Tasks and exercises
1 - Using the forum thread on convict cichlids, decide whether each statement agrees with it: (a) the first poster keeps two pairs of convicts in a 55 gallon tank; (b) Cichlid Man recommends moving all the fry to another tank right away; (c) the new tank will be set up at the end of July. Answer yes or no for each and quote the deciding words.
2 - In the forum thread on convict cichlids, how many fry does icefisherman report having after the second pair spawns?
3 - Go on with the forum thread on convict cichlids from the point where it stops.

---------- Excerpt

# Convict discussion/help



## icefisherman (May 14, 2005)

I have 2 pairs of convicts in a 55 gallon tank. One of the pair just had fry a few days ago.....The pairs have clearly divided the tank with one pair claiming ownership to one side, and the breeder pair claiming the other side. Will I be able to leave all fish and fry successfully in the tank or do they need to be moved. I was hoping to be able to leave as is at least for a few months..This is my first time owning cichlids, so any guidance/comment would be appreciated.


----------



## Cichlid Man (Jan 19, 2005)

As long there are no predatory catfish or anything lurking in the tank to gobble them up by surprise then you should be fine. It might be wise to raise some of the fry in a few weeks in a tempory tank so you can raise them safer. Your breeding convicts should have no problem at keeping your other pair at bay.


----------



## icefisherman (May 14, 2005)

Thanks CM.....I just found out, the second pair now has fry also.....I will not be able to move them until the end of june when I set up a new tank.....Hopefully they will be okay. I have about 200 fry now....WOW!!!!!


----------



## TANKER (Apr 28, 2005)

--------------------
---------- Material provided

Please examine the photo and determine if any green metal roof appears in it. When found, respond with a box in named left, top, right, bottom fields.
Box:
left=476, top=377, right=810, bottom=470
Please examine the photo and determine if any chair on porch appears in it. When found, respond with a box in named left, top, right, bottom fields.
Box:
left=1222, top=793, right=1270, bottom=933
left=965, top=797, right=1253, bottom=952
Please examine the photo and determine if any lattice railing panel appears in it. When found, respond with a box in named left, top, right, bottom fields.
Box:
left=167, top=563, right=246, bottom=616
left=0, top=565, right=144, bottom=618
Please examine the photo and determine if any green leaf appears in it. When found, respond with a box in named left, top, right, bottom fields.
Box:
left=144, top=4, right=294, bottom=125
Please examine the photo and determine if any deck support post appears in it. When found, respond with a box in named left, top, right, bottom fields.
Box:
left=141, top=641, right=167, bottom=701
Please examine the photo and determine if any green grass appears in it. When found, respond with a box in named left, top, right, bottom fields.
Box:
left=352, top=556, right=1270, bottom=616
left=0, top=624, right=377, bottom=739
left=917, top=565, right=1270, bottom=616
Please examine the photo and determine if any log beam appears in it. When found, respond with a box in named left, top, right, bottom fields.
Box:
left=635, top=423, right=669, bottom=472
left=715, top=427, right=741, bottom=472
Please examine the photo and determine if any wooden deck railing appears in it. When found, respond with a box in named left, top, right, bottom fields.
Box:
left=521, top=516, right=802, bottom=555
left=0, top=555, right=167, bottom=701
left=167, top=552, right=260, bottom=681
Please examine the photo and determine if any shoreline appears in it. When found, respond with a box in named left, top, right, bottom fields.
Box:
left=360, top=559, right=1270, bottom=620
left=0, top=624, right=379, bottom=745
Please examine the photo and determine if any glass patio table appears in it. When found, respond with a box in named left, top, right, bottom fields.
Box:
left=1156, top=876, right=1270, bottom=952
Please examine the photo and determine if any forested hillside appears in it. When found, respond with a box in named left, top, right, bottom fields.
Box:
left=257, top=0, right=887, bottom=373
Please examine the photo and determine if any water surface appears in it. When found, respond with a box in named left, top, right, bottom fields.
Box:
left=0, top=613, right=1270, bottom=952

--------------------

Answers by task
1 -
(a) Yes: "I have 2 pairs of convicts in a 55 gallon tank."
(b) No: "It might be wise to raise some of the fry in a few weeks in a tempory tank so you can raise them safer."
(c) No: "I will not be able to move them until the end of june when I set up a new tank"

2 - About 200.

3 -
Only 200 with 2 spawning pairs? Count yourself fortunate, hehe. I typically get 150-200 per pair per spawn. You should have no problem leaving both sets of fry in your tank so long as there are no other predators besides the opposing convict groups. Convicts do an extremely good job of protecting their young. I had in one of my community tanks a small 2" female who would bully an 8" green terror away from her fry with no problem. The male and female will even tag team an opponent and drive him off.


----------



## icefisherman (May 14, 2005)

what do you do with all those fry???


----------



## TANKER (Apr 28, 2005)

Convicts are my feeder fish. I currently have 6 mated pairs feeding all my tanks. On avg I raise 1 batch per pair per month for roughly 1200-1600 feeders monthly.


----------



## ALFA WOLF (May 24, 2005)

Thats a lot of fish do u ever sale any.


----------



## TANKER (Apr 28, 2005)

Convicts are raised as feeder fish, with the ammount of tanks I have fresh food is always in short supply.


----------



## icefisherman (May 14, 2005)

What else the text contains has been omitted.